Instructions
1) Answer these questions using the post about Mack's six-month milestones.
(a) How many kids and how many babies were in the house in Utah?
(b) Why did Bryan freak out over Mack's nosebleed?
(c) How long did it take Mack to get bored of all of her toys once she was home?
2) List every activity that the post about Mack's six-month milestones names as a way to keep her occupied during the day.
3) Extend the post about Mack's six-month milestones from where it stops.

Text for analysis
○ ○ ○ ○ ○

6 Months! (Week 24-26)

Yup, missed a few weeks there. Got busy and just didn't feel inspired enough to write. But here I am!

Well, there have been quite a few milestones the last 3 weeks. Mack is now fully rolling over, attempting to crawl backwards, and STTN (again).

She had her first nosebleed 3 weeks ago (when we were travelling because it's dry in the desert!) where Bryan totally freaked out because his girls have never had nosebleeds before.

After being in Utah where there were 5 kids and 2 babies in the house for a week, Mack came home and was like, "what the heck? I want them back! I'm BORED!" She got bored of all of her toys within 5 minutes. So what was the solution? Making sure there's something to do every single day. Between swimming, Mother Goose, mommy group, library time, and walks, I still don't have enough to occupy her throughout the day. I have created a bit of a monster...

○ ○ ○ ○ ○

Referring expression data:
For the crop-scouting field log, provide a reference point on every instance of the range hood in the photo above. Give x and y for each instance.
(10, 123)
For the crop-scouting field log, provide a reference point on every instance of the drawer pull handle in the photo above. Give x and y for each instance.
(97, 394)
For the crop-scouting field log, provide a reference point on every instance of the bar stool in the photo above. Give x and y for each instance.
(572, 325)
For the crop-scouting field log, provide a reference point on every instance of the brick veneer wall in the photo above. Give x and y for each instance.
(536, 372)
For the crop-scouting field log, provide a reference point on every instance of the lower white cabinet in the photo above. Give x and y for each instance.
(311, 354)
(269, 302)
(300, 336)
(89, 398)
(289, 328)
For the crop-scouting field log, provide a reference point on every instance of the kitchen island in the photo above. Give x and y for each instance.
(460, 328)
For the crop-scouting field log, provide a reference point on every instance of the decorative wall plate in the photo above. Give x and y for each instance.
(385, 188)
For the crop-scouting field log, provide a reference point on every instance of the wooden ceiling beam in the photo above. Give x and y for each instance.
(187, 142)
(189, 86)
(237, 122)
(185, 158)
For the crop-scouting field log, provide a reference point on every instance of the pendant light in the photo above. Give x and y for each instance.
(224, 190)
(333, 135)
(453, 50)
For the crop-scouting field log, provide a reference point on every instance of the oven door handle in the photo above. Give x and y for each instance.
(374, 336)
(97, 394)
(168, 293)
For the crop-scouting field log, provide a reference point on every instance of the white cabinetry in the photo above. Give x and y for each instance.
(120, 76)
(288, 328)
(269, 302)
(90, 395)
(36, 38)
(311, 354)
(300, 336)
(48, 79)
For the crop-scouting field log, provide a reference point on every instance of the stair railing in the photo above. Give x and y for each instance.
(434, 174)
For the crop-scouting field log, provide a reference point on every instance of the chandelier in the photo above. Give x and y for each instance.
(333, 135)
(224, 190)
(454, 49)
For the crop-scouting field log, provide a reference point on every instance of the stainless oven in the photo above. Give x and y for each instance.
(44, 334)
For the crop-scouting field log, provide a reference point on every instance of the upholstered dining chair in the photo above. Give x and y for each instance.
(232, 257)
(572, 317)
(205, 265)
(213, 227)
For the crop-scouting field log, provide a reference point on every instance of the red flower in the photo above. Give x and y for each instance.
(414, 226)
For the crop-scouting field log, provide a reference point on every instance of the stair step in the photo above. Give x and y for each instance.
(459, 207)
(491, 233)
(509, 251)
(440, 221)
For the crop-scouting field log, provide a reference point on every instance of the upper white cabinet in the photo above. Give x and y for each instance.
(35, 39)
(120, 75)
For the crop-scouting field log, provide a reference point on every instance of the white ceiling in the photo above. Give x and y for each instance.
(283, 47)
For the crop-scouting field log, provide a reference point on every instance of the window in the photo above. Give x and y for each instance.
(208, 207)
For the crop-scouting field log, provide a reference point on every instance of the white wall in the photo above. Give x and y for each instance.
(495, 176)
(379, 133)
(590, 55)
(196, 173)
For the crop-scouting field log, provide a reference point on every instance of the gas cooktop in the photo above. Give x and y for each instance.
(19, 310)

○ ○ ○ ○ ○

Outputs for the tasks
1)
(a) There were 5 kids and 2 babies.
(b) His girls had never had nosebleeds before.
(c) It took her 5 minutes.

2)
- swimming
- Mother Goose
- mommy group
- library time
- walks

3)
Mackenzie started solids consistently finally. We are doing the baby-led weaning method, which means no purees. We did rice cereal for a couple of days, and already, she's tired of it. So far she's tried toast (her favorite), avocados, bananas, chicken, eggs, cucumber, celery, and probably a couple things I've left out because we just give her what's on our plate. So far so good, we'll do squash and carrots this week. We'll probably start doing more meats next week. Her poops have become a lot more explosive. Not as gross as I thought it would be though.

As to me, my hair has stopped shedding as much. It's still everywhere, but it's not coming out in chunks in the shower like it was before. So I suppose that's good news. I got my hair trimmed the other day and the hairdresser told me I had a lot of hair. She asked if my hair had even started falling off at all because I had so much. No balding for me. (Sigh of relief)

Just like that, Mackenzie is now half a year old. I can't believe how quickly this 6 months have gone by. 6 more months and we'll be celebrating her birthday. How the heck did that happen?

At my mommy group today, the topic was about surprises that came after the baby was born. I don't know if I wrote them all down in the past 6 months, so I thought I'd jot them down before I forget them all.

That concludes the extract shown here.